(Collected data)
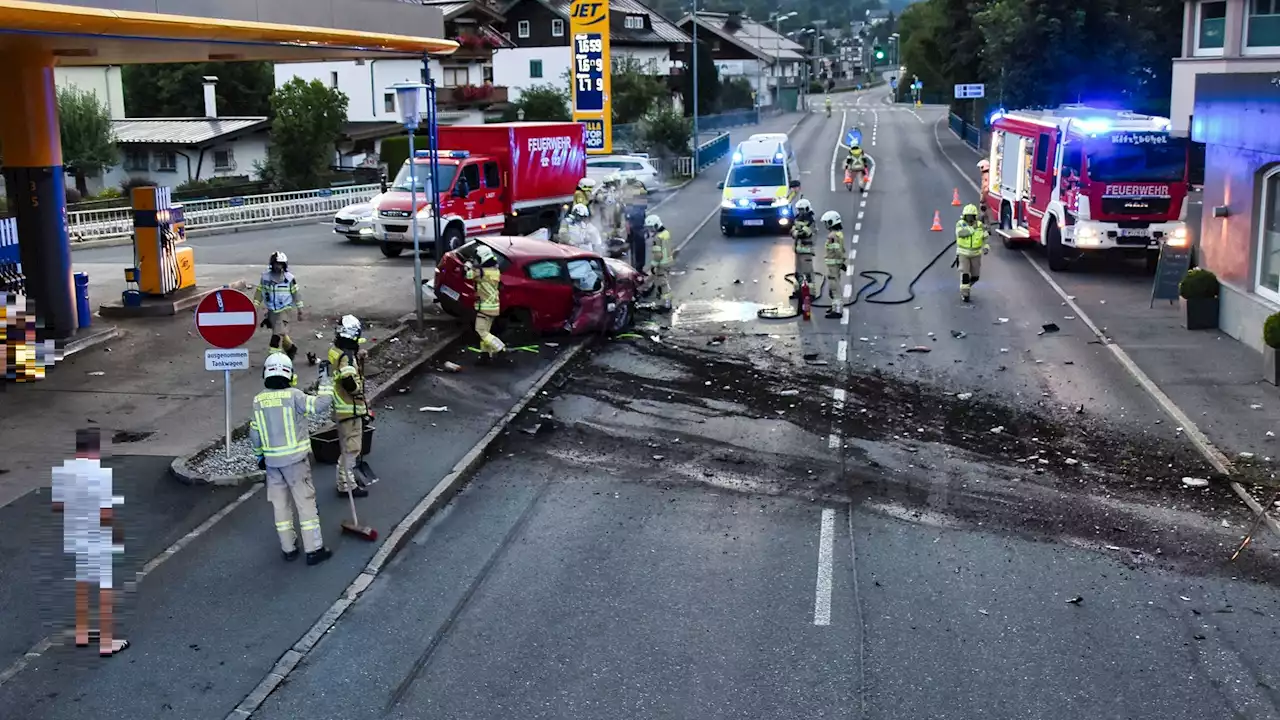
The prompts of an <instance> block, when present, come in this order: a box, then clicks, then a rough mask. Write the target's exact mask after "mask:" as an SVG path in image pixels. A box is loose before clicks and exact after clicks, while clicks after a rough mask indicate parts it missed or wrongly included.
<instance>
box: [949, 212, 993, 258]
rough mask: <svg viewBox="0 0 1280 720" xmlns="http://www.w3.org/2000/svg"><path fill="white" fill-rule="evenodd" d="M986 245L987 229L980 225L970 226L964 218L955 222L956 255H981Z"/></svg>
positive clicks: (970, 257) (986, 240) (986, 239)
mask: <svg viewBox="0 0 1280 720" xmlns="http://www.w3.org/2000/svg"><path fill="white" fill-rule="evenodd" d="M986 245H987V229H986V228H983V227H982V225H970V224H969V223H966V222H964V218H961V219H959V220H956V255H965V256H969V258H972V256H974V255H982V249H983V247H984V246H986Z"/></svg>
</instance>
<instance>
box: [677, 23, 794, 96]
mask: <svg viewBox="0 0 1280 720" xmlns="http://www.w3.org/2000/svg"><path fill="white" fill-rule="evenodd" d="M680 27H681V28H682V29H685V31H686V32H690V33H691V32H692V28H694V17H692V15H685V17H684V18H681V19H680ZM698 40H699V41H700V42H709V44H710V50H712V58H714V59H716V68H717V69H718V70H719V76H721V79H730V78H735V77H739V78H744V79H746V81H748V82H749V83H750V85H751V90H753V91H754V92H755V101H756V105H759V106H762V108H768V106H772V105H776V104H777V105H781V106H783V108H786V109H791V110H794V109H795V108H796V99H797V97H799V94H800V85H801V82H803V79H804V64H805V49H804V46H803V45H800V44H799V42H795V41H792V40H790V38H787V37H786V36H783V35H780V33H778V32H777V28H771V27H768V26H767V24H764V23H758V22H755V20H751V19H750V18H746V17H742V14H741V13H739V12H730V13H701V12H700V13H698Z"/></svg>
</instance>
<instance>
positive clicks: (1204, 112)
mask: <svg viewBox="0 0 1280 720" xmlns="http://www.w3.org/2000/svg"><path fill="white" fill-rule="evenodd" d="M1172 86H1174V87H1172V97H1171V111H1170V114H1171V118H1170V120H1171V122H1172V126H1174V132H1175V133H1183V135H1188V133H1189V135H1190V138H1192V140H1193V141H1196V142H1201V143H1204V193H1203V206H1202V213H1199V214H1201V215H1202V217H1201V218H1199V240H1198V247H1197V261H1198V264H1199V265H1201V266H1203V268H1207V269H1210V270H1213V272H1215V273H1216V274H1217V277H1219V279H1221V282H1222V292H1221V301H1220V310H1219V325H1220V327H1221V328H1222V331H1224V332H1226V333H1228V334H1230V336H1231V337H1235V338H1238V340H1240V341H1242V342H1245V343H1247V345H1249V346H1252V347H1254V348H1257V350H1261V348H1262V322H1263V319H1265V318H1266V316H1267V315H1270V314H1271V313H1275V311H1280V133H1277V132H1276V128H1277V127H1280V120H1277V118H1280V0H1189V1H1188V3H1187V5H1185V13H1184V32H1183V53H1181V56H1180V58H1175V59H1174V83H1172ZM1193 218H1194V215H1192V217H1190V218H1189V219H1192V222H1194V219H1193Z"/></svg>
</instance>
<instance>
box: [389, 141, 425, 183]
mask: <svg viewBox="0 0 1280 720" xmlns="http://www.w3.org/2000/svg"><path fill="white" fill-rule="evenodd" d="M413 149H415V150H430V149H431V142H430V138H428V137H426V136H425V135H415V136H413ZM378 158H379V160H381V163H383V164H384V165H387V178H388V179H396V173H398V172H399V169H401V165H403V164H404V160H408V136H407V135H398V136H394V137H388V138H384V140H383V147H381V151H380V152H379V154H378Z"/></svg>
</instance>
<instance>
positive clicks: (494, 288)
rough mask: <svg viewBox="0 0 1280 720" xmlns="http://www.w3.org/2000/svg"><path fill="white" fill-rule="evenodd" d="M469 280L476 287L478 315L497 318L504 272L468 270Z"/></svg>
mask: <svg viewBox="0 0 1280 720" xmlns="http://www.w3.org/2000/svg"><path fill="white" fill-rule="evenodd" d="M561 242H563V238H561ZM467 279H468V281H471V282H472V283H474V284H475V287H476V313H480V314H481V315H488V316H490V318H497V316H498V315H499V314H500V313H502V305H500V304H499V301H498V293H499V291H500V288H502V270H499V269H498V268H470V269H467Z"/></svg>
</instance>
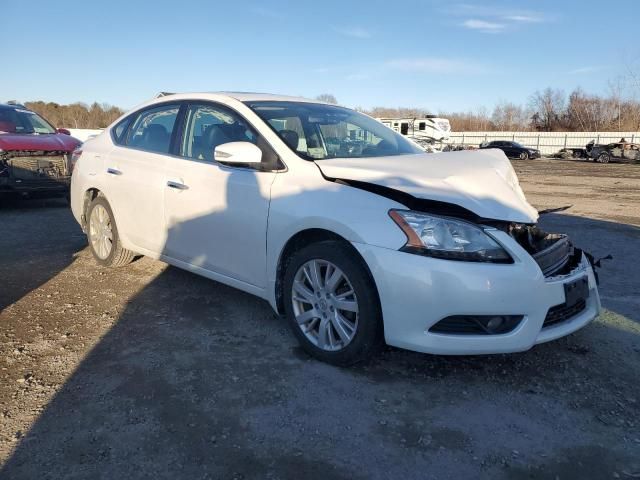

### Problem requirements
Count the lines above that contain the string "clicks", matching case exactly. Give only the number.

### Solution to this task
4